■ **SUPPLIED TEXT**:
[Begin]

Archives in the Hands of Filmmakers
To coincide with the exceptional circumstances of hosting the annual congress of the International Federation of Film Archives (FIAF), we are offering a program highlighting the strengths of our collections and our mandate: animated film gems, world premiere commissioned works, newly restored features, documentaries devoted to heritage questions and the reuse of archives.
The Cinémathèque québécoise commissioned six artists (from both the experimental and animated film scenes) to create a short film using unselected Soviet films from a donation by collector François Lemai. Recomposing images, manipulating shots to remind us of their plastic value, producing a discourse that resonates with the approach of the artists invited... We invite you to discover the world premiere of these singular and powerful approaches.
“If I take Myriade as an example, I knew very early on that I wanted to create a work of portraiture, as cinema is 80-85% portraiture. This led me to look for recurring motifs around this theme. Wasn't it Carl Theodor Dreyer who said that cinema is the art of faces?”
– Serge Clément, interview in Spirale, Summer 2018

“Ushev recomposes and triturates with great aesthetic vigor and panache Eisenstein's The Old and the New, giving this title a new historical dimension, the Old becoming the USSR and the New Putin's Russia.”

[End]

■ **SUPPLIED MATERIAL**:
[Begin]

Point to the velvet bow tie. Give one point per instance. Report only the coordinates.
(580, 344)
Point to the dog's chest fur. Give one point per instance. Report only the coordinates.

[End]

■ **PROBLEMS AND TASKS**:
A) Answer each question using the program text:
(i) How many artists did the Cinémathèque québécoise commission?
(ii) Which collector donated the Soviet films the artists used?
(iii) In which publication, and in what season and year, did the Serge Clément interview appear?
B) Summarize the program text in two sentences.
C) List every person named in the program text.
Nothing in the listing is needed for this work.

■ **ANSWERS FOR THIS EXERCISE**:
A)
(i) Six.
(ii) François Lemai.
(iii) Spirale, Summer 2018.

B) Timed to coincide with hosting the annual FIAF congress, the program highlights the collections and mandate through animated film gems, commissioned world premieres, newly restored features, and documentaries on heritage questions and the reuse of archives. The Cinémathèque québécoise commissioned six artists from the experimental and animated film scenes to make short films from unselected Soviet films donated by collector François Lemai, and these works are presented in world premiere.

C) François Lemai, Carl Theodor Dreyer, Serge Clément, Ushev, Eisenstein, Putin